------ Estratto fornito

La Procura di Roma ha sentito nell’ambito dell’inchiesta Consip, come persona informata sui fatti, Matteo Renzi. L’interrogatorio si è tenuto nel massimo riserbo giovedì scorso. L’ex premier è estraneo all’inchiesta, che annovera tra gli indagati persone a lui molto vicine, come suo padre Tiziano (accusato di traffico di influenze illecite) e il ministro dello Sport, Luca Lotti (indagato per rivelazione di segreto d’ufficio e favoreggiamento). Sul contenuto dell’interrogatorio le bocche sono cucite, ma secondo indiscrezioni, le domande dei pm Paolo Ielo e Mario Palazzi – presenti durante l’audizione insieme al procuratore capo Giuseppe Pignatone – avrebbero riguardato il capitolo fuga di notizie.
Il ruolo del ministro confermato da Marroni
In questo filone di indagine sono accusati, con Lotti, anche i generali Tullio Del Sette ed Emanuele Saltalamacchia. A tirarli in ballo è stato l’ex Ad di Consip, Luigi Marroni.
Il 20 dicembre 2016, ai pm partenopei (l’indagine poi è passata a Roma per competenza) che chiedevano perché avesse fatto togliere le cimici dal proprio ufficio, Marroni spiega: “Ho appreso in quattro differenti occasioni da Filippo Vannoni (presidente della fiorentina Publiacqua, ora indagato per favoreggiamento, ndr), dal generale Saltalamacchia, dal presidente di Consip Luigi Ferrara e da Luca Lotti di essere intercettato”. Ferrara a detta di Marroni, gli disse di averlo saputo da Del Sette. Versione che Ferrara non conferma e verrà indagato per false informazioni ai pm. Il manager ha ribadito queste accuse, anche se con alcune precisazioni, nei successivi interrogatori. Come pure ha fatto lo scorso 29 marzo, quando c’è stato il confronto con Lotti, il quale invece nega ogni coinvolgimento. Una settimana dopo, è stato convocato Matteo Renzi.
Matteo intercettato: “Devi dire la verità”
Ma nell’inchiesta Consip, le fughe di notizie si intrecciano, come pure i personaggi. Indagato eccellente è Tiziano Renzi, padre dell’ex premier, accusato con il suo amico Carlo Russo di traffico di influenze. Secondo l’impostazione iniziale ci sarebbe stato un accordo tra Russo e l’imprenditore campano Alfredo Romeo che prevedeva il pagamento di 30 mila euro al mese per Tiziano Renzi e 5 mila ogni due mesi per Russo, da parte di Romeo. In cambio di pressioni sui vertici Consip. Non ci sono prove di passaggi di denaro e il sospetto degli investigatori è che Russo abbia millantato. Interrogato il 3 marzo 2017, il padre dell’ex premier ha negato di aver preso soldi. I magistrati romani però ritengono che un incontro tra lui e Romeo possa essere avvenuto intorno al 16 luglio 2015 in un bar di Firenze, anche se sono convinti che non abbia a che vedere con il presunto accordo di cui parlava l’imprenditore con Russo.

------------
------ Dati mostrati

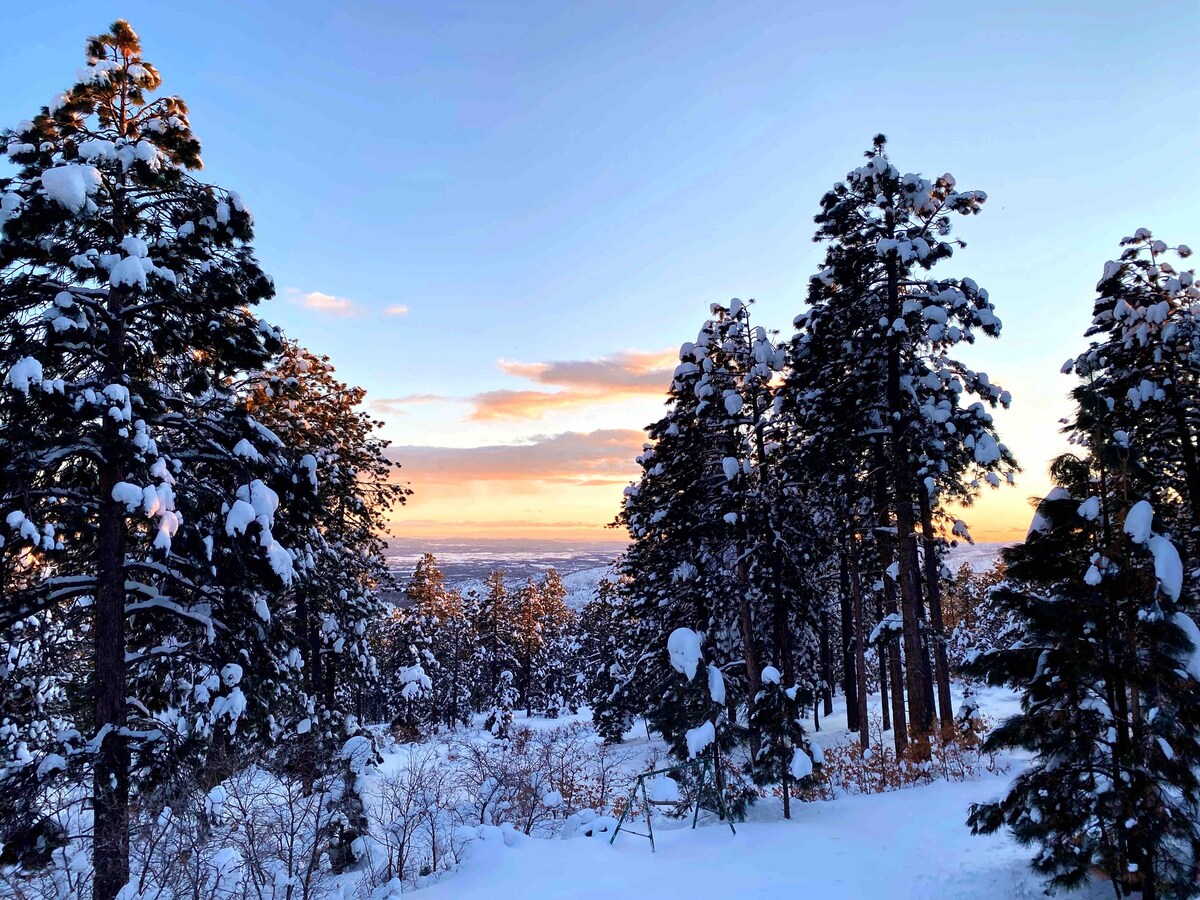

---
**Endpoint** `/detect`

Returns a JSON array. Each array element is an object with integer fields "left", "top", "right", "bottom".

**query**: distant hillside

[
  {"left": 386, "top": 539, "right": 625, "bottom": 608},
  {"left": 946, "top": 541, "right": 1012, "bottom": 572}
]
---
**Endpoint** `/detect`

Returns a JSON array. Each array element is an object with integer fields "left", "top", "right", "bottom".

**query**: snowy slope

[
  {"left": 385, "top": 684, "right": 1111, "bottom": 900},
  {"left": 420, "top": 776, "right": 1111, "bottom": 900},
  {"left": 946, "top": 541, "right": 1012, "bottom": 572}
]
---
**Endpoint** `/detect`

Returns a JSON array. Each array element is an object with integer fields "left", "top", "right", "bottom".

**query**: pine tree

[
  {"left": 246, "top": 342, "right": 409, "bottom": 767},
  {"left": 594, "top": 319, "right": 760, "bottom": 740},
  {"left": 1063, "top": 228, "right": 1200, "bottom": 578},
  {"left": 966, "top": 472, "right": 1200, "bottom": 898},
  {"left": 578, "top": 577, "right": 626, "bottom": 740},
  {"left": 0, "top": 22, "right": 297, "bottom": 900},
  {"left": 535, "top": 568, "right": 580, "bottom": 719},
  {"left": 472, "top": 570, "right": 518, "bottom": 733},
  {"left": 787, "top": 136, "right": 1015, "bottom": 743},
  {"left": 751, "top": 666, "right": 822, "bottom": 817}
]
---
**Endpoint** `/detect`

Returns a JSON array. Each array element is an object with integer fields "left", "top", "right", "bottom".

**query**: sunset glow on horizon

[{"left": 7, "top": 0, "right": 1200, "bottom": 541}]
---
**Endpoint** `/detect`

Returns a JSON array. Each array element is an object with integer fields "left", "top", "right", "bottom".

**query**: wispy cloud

------------

▶ Richieste
1. Secondo l'articolo sull'inchiesta Consip, in quale data si è tenuto il confronto tra Marroni e Lotti?
2. Prosegua l'articolo sull'inchiesta Consip dopo l'ultima frase riportata.

▶ Risposte ai compiti
1. Il 29 marzo.

2.
Anche Matteo Renzi, in una telefonata, intercettata il 2 marzo 2017 – il giorno prima dell’interrogatorio di Tiziano a Roma – chiede al padre se ha incontrato Romeo. Quella mattina Repubblica intervista l’ex tesoriere Pd Campania, Alfredo Mazzei, che dice di aver saputo di una cena tra Romeo, Tiziano Renzi e Russo in una “bettola romana” (circostanza non verificata). Matteo chiede al padre se è vero. I carabinieri nel brogliaccio annotano: “Tiziano dice di no e che le cene se le ricorda ma i bar no”. Il padre quindi cerca di ricordare: “Quando lui ha fatto il ricevimento al Four Season c’erano una serie di imprenditori ma c’era anche la madre Lalla (Laura Bovoli, madre di Matteo, ndr) e siamo andati via subito”. Il riferimento potrebbe essere a un convegno al Four Season con esponenti del mondo delle imprese durante le primarie di fine 2012. “Non dire che c’era mamma – interrompe Matteo – altrimenti interrogano anche lei”. Poi l’ex premier aggiunge: “Tu devi dire la verità in quanto in passato la verità non l’hai detta a Luca”, dove Luca potrebbe essere Lotti. Per i magistrati questa telefonata non è penalmente rilevante, tanto che non sarebbe stata oggetto dell’audizione di Matteo Renzi.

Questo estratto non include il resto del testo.